Prompt ::
The answer must consist of each line below that holds the word "indicate", copied as it stands.

********************

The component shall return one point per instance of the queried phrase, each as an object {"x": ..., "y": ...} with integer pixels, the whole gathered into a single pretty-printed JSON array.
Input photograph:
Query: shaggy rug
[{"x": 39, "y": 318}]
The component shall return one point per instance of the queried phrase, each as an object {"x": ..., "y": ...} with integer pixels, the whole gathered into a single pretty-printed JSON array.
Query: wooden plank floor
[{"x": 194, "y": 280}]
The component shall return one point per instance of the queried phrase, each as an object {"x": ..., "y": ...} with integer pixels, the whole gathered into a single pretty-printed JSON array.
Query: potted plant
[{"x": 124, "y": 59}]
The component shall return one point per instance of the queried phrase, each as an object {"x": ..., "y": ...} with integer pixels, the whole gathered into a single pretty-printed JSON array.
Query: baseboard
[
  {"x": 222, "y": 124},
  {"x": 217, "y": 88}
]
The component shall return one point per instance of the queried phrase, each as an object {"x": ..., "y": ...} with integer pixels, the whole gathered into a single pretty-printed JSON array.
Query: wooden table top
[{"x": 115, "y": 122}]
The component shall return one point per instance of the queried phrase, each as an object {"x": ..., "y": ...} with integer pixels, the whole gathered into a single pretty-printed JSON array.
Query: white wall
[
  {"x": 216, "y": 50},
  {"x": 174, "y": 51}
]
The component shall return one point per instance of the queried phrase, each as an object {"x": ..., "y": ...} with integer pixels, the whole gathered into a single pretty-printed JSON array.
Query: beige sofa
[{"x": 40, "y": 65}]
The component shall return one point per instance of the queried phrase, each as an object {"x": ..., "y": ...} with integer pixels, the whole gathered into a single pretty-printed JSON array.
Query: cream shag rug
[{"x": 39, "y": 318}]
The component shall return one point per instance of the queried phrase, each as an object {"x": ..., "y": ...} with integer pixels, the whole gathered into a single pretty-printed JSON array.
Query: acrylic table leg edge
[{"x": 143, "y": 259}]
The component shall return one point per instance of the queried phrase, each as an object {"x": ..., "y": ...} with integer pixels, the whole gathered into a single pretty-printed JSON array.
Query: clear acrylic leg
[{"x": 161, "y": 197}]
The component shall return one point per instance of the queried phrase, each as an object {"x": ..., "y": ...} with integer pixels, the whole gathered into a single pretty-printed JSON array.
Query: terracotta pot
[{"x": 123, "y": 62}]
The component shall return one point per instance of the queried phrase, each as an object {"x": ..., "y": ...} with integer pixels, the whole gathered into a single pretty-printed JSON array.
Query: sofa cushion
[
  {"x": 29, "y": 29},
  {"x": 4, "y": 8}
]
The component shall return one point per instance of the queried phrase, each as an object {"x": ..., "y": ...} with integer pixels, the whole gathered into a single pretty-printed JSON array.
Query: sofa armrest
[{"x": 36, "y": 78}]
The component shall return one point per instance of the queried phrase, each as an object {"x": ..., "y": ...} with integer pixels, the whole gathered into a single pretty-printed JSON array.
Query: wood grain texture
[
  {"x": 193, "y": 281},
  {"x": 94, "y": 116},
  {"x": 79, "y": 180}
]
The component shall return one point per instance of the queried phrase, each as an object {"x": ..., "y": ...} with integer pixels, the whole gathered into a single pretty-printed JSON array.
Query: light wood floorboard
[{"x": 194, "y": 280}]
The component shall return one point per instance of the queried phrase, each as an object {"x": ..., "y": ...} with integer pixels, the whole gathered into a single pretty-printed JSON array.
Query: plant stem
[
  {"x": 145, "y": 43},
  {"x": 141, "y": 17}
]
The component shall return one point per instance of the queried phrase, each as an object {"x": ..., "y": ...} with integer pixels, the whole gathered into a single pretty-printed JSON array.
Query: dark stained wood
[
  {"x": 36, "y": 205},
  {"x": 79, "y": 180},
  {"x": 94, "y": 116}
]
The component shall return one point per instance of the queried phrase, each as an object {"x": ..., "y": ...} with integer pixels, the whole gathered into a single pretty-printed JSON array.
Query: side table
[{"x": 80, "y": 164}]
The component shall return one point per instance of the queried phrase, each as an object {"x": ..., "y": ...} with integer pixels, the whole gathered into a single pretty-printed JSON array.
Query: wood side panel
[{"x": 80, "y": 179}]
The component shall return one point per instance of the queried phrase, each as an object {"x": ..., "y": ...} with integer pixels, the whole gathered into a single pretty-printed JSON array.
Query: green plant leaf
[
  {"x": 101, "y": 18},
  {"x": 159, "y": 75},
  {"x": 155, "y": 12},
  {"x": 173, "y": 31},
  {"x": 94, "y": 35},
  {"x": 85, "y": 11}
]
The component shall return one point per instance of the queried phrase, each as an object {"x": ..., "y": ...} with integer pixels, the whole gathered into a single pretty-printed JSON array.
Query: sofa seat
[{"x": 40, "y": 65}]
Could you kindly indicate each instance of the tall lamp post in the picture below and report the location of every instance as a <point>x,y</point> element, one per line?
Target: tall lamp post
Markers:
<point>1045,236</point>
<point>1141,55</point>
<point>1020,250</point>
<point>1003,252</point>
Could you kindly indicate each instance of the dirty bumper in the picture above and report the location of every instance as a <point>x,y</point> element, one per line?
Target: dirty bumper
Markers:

********************

Answer box ::
Could you kindly indicate each instance of the tall lamp post in the picture below and report the location of every instance as a <point>x,y</point> element, one per line?
Could you kindly indicate each instance of the dirty bumper in the picture above and report the location of every instance as a <point>x,y</point> element, one per line?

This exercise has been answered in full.